Find the line that contains "Could you please indicate the student". Output it and every line after it to the end of the records, exactly as they appear.

**DATASET CONTENT**
--- start ---

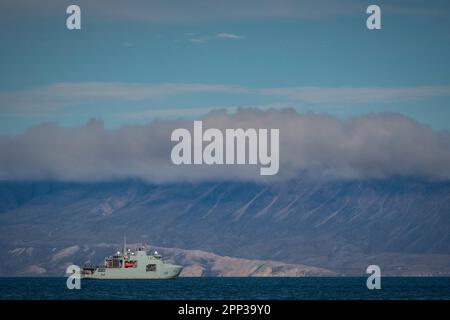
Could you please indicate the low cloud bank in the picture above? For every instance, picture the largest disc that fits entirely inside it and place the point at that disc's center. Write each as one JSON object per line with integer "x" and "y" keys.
{"x": 371, "y": 146}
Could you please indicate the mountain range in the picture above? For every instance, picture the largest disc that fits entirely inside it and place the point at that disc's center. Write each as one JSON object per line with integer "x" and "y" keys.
{"x": 303, "y": 226}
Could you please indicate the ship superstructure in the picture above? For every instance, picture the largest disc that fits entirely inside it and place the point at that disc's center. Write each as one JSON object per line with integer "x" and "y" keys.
{"x": 132, "y": 264}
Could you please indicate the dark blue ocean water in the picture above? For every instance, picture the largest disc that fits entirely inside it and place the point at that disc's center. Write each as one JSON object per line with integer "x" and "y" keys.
{"x": 227, "y": 288}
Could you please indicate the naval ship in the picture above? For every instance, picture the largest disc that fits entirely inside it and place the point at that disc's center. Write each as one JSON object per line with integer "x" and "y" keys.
{"x": 132, "y": 264}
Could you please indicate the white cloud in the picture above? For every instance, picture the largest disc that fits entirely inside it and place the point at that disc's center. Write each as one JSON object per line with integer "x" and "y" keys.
{"x": 229, "y": 36}
{"x": 358, "y": 94}
{"x": 377, "y": 145}
{"x": 59, "y": 95}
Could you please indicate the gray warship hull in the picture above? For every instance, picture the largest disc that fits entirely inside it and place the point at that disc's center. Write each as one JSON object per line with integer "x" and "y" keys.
{"x": 132, "y": 264}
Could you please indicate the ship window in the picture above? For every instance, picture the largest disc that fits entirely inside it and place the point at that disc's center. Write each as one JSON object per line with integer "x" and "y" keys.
{"x": 117, "y": 263}
{"x": 130, "y": 264}
{"x": 151, "y": 267}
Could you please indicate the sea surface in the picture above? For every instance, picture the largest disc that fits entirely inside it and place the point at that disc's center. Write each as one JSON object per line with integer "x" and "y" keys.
{"x": 424, "y": 288}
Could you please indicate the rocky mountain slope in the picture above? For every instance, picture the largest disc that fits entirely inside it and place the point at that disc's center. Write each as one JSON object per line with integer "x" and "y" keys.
{"x": 403, "y": 225}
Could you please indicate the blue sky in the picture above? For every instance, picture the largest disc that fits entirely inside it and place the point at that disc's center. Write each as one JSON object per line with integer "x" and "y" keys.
{"x": 183, "y": 58}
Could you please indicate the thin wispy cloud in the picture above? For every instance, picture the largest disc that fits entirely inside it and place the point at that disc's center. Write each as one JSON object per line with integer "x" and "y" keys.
{"x": 59, "y": 95}
{"x": 175, "y": 11}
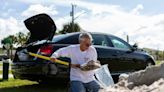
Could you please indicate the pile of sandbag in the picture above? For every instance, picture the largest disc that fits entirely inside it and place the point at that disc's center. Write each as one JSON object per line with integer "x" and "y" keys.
{"x": 149, "y": 80}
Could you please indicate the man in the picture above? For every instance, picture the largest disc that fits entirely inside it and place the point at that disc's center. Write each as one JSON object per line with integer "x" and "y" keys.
{"x": 81, "y": 81}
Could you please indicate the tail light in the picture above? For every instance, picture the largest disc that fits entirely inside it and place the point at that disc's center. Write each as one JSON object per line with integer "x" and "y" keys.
{"x": 46, "y": 50}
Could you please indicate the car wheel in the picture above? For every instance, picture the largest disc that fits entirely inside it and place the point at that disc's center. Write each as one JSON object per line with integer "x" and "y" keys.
{"x": 149, "y": 63}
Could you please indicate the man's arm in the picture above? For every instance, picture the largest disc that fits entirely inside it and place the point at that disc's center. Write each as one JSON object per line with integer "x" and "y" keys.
{"x": 64, "y": 52}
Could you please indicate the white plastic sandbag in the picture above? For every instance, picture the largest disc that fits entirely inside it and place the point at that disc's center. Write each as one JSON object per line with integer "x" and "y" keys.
{"x": 104, "y": 77}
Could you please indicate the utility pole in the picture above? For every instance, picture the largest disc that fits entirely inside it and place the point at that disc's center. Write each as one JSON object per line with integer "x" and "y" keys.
{"x": 127, "y": 38}
{"x": 72, "y": 15}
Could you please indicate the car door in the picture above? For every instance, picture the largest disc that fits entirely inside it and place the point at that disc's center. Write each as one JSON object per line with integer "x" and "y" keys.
{"x": 105, "y": 52}
{"x": 127, "y": 61}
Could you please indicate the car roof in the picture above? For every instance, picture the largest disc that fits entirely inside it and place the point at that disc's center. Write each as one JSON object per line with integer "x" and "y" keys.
{"x": 90, "y": 33}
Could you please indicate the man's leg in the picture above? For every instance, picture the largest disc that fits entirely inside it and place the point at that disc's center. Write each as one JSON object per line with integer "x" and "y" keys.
{"x": 92, "y": 86}
{"x": 77, "y": 86}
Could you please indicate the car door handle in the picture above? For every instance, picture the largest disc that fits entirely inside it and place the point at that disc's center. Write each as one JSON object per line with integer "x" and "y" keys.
{"x": 114, "y": 55}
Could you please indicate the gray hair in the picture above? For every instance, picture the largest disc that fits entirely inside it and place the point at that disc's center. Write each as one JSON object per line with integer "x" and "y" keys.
{"x": 85, "y": 35}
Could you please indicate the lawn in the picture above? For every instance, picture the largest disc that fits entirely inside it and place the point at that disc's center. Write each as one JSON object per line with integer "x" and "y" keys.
{"x": 16, "y": 85}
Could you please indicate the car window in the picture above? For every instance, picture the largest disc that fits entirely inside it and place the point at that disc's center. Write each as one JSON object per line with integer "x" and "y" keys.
{"x": 118, "y": 43}
{"x": 57, "y": 38}
{"x": 70, "y": 39}
{"x": 99, "y": 40}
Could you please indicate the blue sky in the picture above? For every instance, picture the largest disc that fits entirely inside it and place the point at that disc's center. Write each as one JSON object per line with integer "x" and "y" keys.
{"x": 142, "y": 20}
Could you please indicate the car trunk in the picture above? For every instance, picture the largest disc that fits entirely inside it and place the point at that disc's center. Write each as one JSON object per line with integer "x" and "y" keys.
{"x": 42, "y": 29}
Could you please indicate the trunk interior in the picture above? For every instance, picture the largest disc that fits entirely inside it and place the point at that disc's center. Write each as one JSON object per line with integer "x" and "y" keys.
{"x": 22, "y": 55}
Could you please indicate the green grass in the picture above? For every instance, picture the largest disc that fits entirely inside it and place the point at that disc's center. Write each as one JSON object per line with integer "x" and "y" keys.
{"x": 158, "y": 62}
{"x": 2, "y": 72}
{"x": 16, "y": 85}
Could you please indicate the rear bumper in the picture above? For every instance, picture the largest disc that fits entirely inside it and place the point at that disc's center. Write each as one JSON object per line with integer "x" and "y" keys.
{"x": 37, "y": 71}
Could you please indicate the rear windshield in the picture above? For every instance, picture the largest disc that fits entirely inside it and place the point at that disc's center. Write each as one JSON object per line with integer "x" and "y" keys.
{"x": 57, "y": 38}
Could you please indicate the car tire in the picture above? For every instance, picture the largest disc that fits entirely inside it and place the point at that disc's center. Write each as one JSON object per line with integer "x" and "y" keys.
{"x": 149, "y": 63}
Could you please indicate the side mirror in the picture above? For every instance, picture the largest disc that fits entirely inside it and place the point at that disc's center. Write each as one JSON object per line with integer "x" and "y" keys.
{"x": 135, "y": 47}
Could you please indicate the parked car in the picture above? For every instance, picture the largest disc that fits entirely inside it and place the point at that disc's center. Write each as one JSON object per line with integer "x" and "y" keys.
{"x": 118, "y": 54}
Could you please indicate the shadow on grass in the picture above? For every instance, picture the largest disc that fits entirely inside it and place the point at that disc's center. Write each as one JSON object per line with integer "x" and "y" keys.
{"x": 42, "y": 87}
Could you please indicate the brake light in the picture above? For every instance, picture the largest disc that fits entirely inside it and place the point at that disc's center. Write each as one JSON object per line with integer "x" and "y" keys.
{"x": 46, "y": 50}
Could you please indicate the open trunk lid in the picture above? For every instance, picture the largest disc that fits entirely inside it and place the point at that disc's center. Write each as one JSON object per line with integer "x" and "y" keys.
{"x": 41, "y": 27}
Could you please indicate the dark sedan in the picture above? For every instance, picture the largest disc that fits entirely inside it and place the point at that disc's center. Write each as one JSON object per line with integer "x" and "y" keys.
{"x": 118, "y": 54}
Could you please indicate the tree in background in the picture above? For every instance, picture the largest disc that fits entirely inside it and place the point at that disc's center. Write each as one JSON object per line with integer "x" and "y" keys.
{"x": 11, "y": 40}
{"x": 67, "y": 28}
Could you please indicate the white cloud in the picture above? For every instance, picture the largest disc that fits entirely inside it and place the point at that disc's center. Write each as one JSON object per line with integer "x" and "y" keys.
{"x": 144, "y": 29}
{"x": 138, "y": 8}
{"x": 10, "y": 26}
{"x": 38, "y": 8}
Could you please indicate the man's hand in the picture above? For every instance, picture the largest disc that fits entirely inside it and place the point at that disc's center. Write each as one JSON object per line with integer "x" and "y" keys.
{"x": 75, "y": 65}
{"x": 53, "y": 59}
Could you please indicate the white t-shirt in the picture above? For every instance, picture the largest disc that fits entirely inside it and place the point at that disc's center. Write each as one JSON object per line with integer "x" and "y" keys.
{"x": 78, "y": 57}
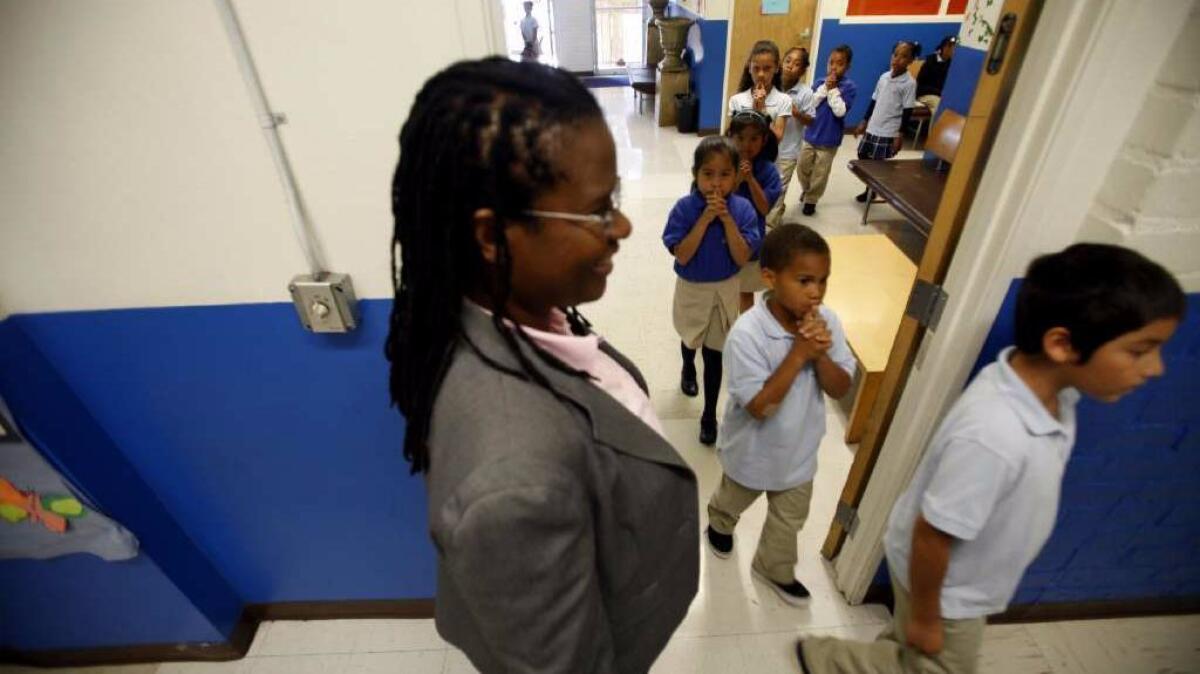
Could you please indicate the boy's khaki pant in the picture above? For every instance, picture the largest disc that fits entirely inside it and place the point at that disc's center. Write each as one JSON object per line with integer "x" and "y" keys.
{"x": 889, "y": 653}
{"x": 786, "y": 512}
{"x": 786, "y": 169}
{"x": 815, "y": 164}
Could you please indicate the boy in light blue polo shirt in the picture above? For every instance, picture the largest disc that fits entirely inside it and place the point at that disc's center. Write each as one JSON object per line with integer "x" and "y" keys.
{"x": 983, "y": 501}
{"x": 781, "y": 356}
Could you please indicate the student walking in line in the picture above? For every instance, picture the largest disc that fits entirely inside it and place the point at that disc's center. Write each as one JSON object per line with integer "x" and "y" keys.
{"x": 895, "y": 94}
{"x": 931, "y": 76}
{"x": 1091, "y": 319}
{"x": 757, "y": 182}
{"x": 833, "y": 97}
{"x": 784, "y": 356}
{"x": 520, "y": 417}
{"x": 711, "y": 233}
{"x": 760, "y": 88}
{"x": 796, "y": 66}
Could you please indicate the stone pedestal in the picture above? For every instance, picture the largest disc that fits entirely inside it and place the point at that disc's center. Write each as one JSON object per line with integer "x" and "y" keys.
{"x": 672, "y": 73}
{"x": 669, "y": 83}
{"x": 653, "y": 40}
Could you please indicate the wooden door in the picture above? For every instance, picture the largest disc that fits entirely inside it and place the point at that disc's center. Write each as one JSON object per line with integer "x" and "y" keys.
{"x": 749, "y": 25}
{"x": 1001, "y": 67}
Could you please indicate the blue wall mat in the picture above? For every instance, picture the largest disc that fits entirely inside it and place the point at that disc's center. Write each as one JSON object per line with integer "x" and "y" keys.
{"x": 873, "y": 46}
{"x": 275, "y": 450}
{"x": 57, "y": 421}
{"x": 81, "y": 601}
{"x": 708, "y": 76}
{"x": 1129, "y": 518}
{"x": 966, "y": 66}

--- end ---

**ANSWER**
Could you please indicate the student walking in line in the picture above? For every instance, picture the largest disc that fits entirely inside it and place the point at that disc's center. Write each as one JSON object per line with integer "x" and "y" keys.
{"x": 895, "y": 94}
{"x": 931, "y": 76}
{"x": 1091, "y": 319}
{"x": 757, "y": 182}
{"x": 833, "y": 97}
{"x": 784, "y": 356}
{"x": 520, "y": 417}
{"x": 711, "y": 233}
{"x": 760, "y": 88}
{"x": 796, "y": 66}
Could you please indicate the stone pedestal in the picture above? For every instance, picture the largest disc that fits entirely inside it and place the point at that disc's center. Write each as one JSON object per line with integer "x" and "y" keys.
{"x": 672, "y": 73}
{"x": 669, "y": 83}
{"x": 653, "y": 40}
Could you please indicate the wooden door in the picture above? For every instance, picture the largest disc that fits entirely inside it and place the point at that disc's center. Write each as one JSON object per line with integer "x" and "y" keys.
{"x": 749, "y": 25}
{"x": 1001, "y": 67}
Could you please indicate the blue wall mat in the picture above? For every instance, picture the largest disc that fits entirely inside it and place the point at that disc's center. Write each as one JSON object per line with integer "x" and "y" keys.
{"x": 873, "y": 46}
{"x": 275, "y": 450}
{"x": 57, "y": 421}
{"x": 81, "y": 601}
{"x": 708, "y": 76}
{"x": 1129, "y": 518}
{"x": 966, "y": 66}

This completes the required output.